What you have to do → Please copy the records below word for word, starting at their first line and stopping after the line that contains "positive clicks: (232, 86)".

Supplied information →
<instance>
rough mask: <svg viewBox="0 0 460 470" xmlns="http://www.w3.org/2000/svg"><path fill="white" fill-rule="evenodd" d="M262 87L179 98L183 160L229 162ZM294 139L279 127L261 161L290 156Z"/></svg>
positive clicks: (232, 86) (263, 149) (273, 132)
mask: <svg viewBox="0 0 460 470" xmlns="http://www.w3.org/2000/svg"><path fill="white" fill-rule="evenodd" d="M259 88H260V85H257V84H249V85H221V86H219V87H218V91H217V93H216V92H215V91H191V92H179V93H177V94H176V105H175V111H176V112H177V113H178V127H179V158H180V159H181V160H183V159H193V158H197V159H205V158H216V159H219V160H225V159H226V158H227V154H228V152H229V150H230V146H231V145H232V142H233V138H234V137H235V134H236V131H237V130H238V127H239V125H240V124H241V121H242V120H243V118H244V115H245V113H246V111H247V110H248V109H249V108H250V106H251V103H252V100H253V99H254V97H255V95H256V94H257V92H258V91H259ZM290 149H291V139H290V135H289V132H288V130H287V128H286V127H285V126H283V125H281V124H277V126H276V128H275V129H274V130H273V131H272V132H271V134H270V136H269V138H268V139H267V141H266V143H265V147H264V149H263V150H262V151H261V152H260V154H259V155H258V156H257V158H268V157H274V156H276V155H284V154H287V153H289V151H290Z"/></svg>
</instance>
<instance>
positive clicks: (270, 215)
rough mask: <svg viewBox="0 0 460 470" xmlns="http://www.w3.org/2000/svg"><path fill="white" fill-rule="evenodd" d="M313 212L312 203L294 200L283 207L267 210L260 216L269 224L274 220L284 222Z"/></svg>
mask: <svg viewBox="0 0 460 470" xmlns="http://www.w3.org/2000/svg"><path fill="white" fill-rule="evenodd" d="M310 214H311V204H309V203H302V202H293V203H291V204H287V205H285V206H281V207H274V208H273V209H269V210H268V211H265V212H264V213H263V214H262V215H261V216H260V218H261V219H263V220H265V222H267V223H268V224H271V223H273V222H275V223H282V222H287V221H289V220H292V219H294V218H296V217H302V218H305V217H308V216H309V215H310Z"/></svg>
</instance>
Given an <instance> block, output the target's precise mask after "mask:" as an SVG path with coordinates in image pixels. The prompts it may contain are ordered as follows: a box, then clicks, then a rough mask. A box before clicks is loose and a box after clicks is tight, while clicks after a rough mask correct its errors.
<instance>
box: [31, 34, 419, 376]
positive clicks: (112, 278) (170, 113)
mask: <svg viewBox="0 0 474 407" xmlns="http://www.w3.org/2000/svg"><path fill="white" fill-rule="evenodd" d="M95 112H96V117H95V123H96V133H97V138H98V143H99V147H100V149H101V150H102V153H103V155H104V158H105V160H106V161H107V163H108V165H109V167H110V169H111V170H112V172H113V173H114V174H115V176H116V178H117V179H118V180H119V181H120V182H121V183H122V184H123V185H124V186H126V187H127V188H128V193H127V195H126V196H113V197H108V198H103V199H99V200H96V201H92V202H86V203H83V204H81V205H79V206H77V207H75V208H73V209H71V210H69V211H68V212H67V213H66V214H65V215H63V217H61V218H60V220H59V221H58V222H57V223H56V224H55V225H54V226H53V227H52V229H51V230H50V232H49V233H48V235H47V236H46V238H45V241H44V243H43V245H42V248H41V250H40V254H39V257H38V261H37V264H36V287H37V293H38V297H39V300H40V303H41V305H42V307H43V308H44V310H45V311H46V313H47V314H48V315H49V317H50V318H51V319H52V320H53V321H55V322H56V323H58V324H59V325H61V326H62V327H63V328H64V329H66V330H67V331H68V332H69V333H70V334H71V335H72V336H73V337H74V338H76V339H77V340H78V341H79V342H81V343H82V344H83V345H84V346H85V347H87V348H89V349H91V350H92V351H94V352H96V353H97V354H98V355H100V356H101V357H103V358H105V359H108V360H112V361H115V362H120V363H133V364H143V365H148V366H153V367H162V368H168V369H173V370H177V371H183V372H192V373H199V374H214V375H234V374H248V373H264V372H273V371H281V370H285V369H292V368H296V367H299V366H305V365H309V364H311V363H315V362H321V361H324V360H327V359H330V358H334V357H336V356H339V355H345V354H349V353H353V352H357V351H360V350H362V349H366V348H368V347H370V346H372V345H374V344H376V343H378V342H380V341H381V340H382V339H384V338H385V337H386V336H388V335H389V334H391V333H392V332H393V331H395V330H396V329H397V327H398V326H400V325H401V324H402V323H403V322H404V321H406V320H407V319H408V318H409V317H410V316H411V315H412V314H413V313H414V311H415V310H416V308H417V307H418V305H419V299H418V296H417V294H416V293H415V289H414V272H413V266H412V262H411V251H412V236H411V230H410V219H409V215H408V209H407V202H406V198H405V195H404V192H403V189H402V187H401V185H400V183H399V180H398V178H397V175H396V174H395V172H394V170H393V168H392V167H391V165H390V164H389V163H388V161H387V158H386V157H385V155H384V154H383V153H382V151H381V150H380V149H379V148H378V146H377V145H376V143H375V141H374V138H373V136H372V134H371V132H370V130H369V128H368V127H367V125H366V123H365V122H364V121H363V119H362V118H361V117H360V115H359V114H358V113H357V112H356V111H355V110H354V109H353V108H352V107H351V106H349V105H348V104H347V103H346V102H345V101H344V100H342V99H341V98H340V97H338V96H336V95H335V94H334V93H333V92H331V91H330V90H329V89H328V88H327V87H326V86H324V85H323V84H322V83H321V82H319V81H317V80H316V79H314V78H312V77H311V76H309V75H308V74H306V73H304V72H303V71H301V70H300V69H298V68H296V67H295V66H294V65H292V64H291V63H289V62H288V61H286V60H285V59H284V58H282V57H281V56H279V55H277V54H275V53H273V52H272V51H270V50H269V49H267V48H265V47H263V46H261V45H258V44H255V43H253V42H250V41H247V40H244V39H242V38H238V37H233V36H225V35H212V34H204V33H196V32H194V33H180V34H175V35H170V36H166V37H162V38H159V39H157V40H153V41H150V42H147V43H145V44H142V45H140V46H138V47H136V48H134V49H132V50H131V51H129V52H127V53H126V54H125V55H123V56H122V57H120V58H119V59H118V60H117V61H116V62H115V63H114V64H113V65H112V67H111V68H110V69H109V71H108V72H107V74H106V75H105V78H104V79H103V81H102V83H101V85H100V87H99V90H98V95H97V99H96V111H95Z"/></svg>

Answer to this task →
<instance>
rough mask: <svg viewBox="0 0 460 470" xmlns="http://www.w3.org/2000/svg"><path fill="white" fill-rule="evenodd" d="M262 87L179 98L183 160L229 162ZM294 139L279 127L261 161L290 156Z"/></svg>
positive clicks: (232, 86) (263, 149) (273, 132)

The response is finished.